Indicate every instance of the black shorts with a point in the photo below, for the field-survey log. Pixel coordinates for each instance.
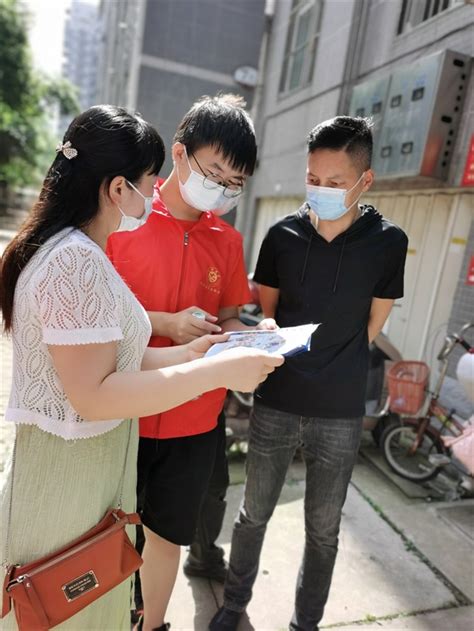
(173, 477)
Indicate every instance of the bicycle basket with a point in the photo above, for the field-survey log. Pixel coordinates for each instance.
(407, 381)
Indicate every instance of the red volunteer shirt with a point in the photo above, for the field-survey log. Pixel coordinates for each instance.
(171, 265)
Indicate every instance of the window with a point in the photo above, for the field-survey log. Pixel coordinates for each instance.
(301, 43)
(415, 12)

*Exercise brief*: Turn the records into a Markdown table with the columns "Row" and "Line." Begin at the line containing "Indicate every instance of the window" and continue through the end of the records, leaving out any blank lines.

*Expected output*:
| Row | Line |
|---|---|
| 1 | Indicate every instance of the window with a point in the photo above, for the field-survey log. Pixel coordinates for each instance. |
| 2 | (301, 43) |
| 3 | (415, 12) |